La révolution du temps choisi

La révolution du temps choisi

revolution-temps-choisi-blogRevenu garanti, autonomie et coopération

Telle est la magnifique triade visionnaire du philosophe André Gorz, militant de la fin du travail « emploi salarié », c’est à dire de l’emploi subordonné et rémunéré sur la base d’une valeur décidée par le capitalisme.

Pour Gorz, libre penseur d’une économie sociale et solidaire, la valeur du travail est avant tout la somme des trésors de créativité et d’intelligence individuelle ou collective que les êtres humains sont capables de réaliser et que le capitalisme est bien incapable de rémunérer. Pour autant, ce changement de paradigme se heurte à une économie encore vaniteuse qui continue de jurer par la croissance, même s’il est criant d’observer que seule une classe moyenne supérieure accède au sommet du salariat privé. A l’inverse, pour beaucoup, la simplicité va souvent de pair avec la modestie. Méditons un instant, en mémoire du discours de Robert Kennedy, quelques semaines avant sa mort, quand il dit : « Le PIB mesure tout, sauf ce qui fait que la vie vaut la peine d’être vécue. »

Restons audacieux, plusieurs conditions doivent être réunies pour expérimenter ces nouveaux rapports au travail : la valeur du travail n’est plus appréciée par sa durée – à ce titre, les artistes n’expriment pas de revendications majeures sur le temps de travail. Le temps libre n’a plus le complexe de culpabilité dès lors que le travail est autonome, créatif et libéré du salariat subordonné. Des organisations collectives à l’instar des coopératives doivent continuer d’inventer de nouvelles règles du jeu pour innover socialement. Des politiques éclairées devront, à l’avenir défendre l’idée d’un revenu minimum définit comme un mécanisme distributif assurant un niveau de vie suffisant pour accéder aux biens et aux services essentiels. La nécessaire mise à jour d’un revenu garanti inconditionnel, qui se substituerait au maquis des allocations spécifiques (RSA socle, activités, ASS, ARE…) sans évidemment toucher aux cotisations qui financent notre système de protection sociale (sécurité sociale, indemnisation chômage, santé, retraite…) est- elle encore utopique ?

● **DONNÉES ÉTUDIÉES**
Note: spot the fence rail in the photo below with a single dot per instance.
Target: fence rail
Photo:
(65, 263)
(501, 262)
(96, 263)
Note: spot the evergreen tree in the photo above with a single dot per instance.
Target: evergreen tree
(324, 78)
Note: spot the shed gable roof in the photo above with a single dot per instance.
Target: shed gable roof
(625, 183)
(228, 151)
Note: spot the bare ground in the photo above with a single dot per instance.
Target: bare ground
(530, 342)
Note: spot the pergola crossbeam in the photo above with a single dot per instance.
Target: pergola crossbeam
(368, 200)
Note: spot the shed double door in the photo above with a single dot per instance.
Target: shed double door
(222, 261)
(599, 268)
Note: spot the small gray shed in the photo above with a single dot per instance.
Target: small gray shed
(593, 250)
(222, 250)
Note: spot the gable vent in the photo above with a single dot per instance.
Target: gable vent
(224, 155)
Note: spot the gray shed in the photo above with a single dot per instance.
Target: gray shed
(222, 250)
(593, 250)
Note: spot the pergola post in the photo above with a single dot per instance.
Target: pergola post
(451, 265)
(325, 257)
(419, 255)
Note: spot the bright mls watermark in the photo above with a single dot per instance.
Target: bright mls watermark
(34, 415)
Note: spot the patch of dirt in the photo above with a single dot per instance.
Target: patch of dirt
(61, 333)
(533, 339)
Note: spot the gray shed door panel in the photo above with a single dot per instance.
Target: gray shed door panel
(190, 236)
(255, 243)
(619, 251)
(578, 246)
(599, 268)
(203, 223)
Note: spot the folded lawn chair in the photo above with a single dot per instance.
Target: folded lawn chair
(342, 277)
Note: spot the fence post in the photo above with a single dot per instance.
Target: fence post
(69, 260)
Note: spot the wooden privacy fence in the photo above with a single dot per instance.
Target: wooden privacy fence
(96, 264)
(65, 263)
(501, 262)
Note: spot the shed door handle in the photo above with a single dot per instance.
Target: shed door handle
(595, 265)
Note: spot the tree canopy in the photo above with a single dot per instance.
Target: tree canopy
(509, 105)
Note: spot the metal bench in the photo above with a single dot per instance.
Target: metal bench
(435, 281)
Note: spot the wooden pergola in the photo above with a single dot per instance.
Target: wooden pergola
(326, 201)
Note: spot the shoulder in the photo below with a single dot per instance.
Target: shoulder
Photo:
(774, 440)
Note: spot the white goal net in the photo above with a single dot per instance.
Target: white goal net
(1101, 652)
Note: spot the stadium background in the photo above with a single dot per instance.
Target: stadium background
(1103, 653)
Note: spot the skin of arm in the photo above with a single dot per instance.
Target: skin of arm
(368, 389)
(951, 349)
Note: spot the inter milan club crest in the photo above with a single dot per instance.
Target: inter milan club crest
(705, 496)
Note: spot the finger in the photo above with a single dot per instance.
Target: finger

● **CONSIGNES**
• a. Recopiez le passage du texte sur le temps choisi compris entre « revolution-temps-choisi-blogRevenu garanti, autonomie » et « par le capitalisme. », ces deux bornes incluses.
• b. Reprenez le texte sur le temps choisi à l'endroit où il s'arrête et poursuivez-en la rédaction.
Ce matériel provient d'une autre source.

● **RÉPONSES ATTENDUES**
• a.
revolution-temps-choisi-blogRevenu garanti, autonomie et coopération

Telle est la magnifique triade visionnaire du philosophe André Gorz, militant de la fin du travail « emploi salarié », c’est à dire de l’emploi subordonné et rémunéré sur la base d’une valeur décidée par le capitalisme.

• b.
Fort heureusement, de nombreux projets sont déjà à l’oeuvre ici et maintenant dans notre nouveau monde en « transition », dans une économie qui bascule vers des développements harmonieux, organisés collectivement. Ces biens et services responsables, qu’on retrouve majoritairement dans nos Coopératives d’Activités et d’Emploi concernent autant des créations artistiques que des formes contributives de l’internet, des soins et services aux personnes aussi bien que des objets alimentés par des énergies renouvelables ou encore les produits d’une agriculture biologique… Ils soutiennent particulièrement un vrai travail, socialement plus utile à des producteurs vers des consommateurs ou usagers responsables, qu’une consommation « toujours plus », entretenue par l’épandage de pesticides, ou la fabrication de produits à jeter, liés à l’obsolescence programmée.

Enfin, l’esprit de la loi Economie Sociale et Solidaire qui reconnaît – soyons fiers – l’entrepreneur salarié associé en Coopérative d’Activités et d’Emploi – suggère qu’il est permis en partie de se soustraire du lien de subordination au profit d’un travail autonome, choisi et plus épanouissant en devenant co-entrepreneur.

Un certain nombre d’activités et de métiers – qu’on retrouve en dehors des CAE – permettent aussi de passer du temps avec ses enfants, de poursuivre d’autres projets sociaux, politiques, artistiques…, autant de symboles d’une richesse sobre, mais certainement heureuse.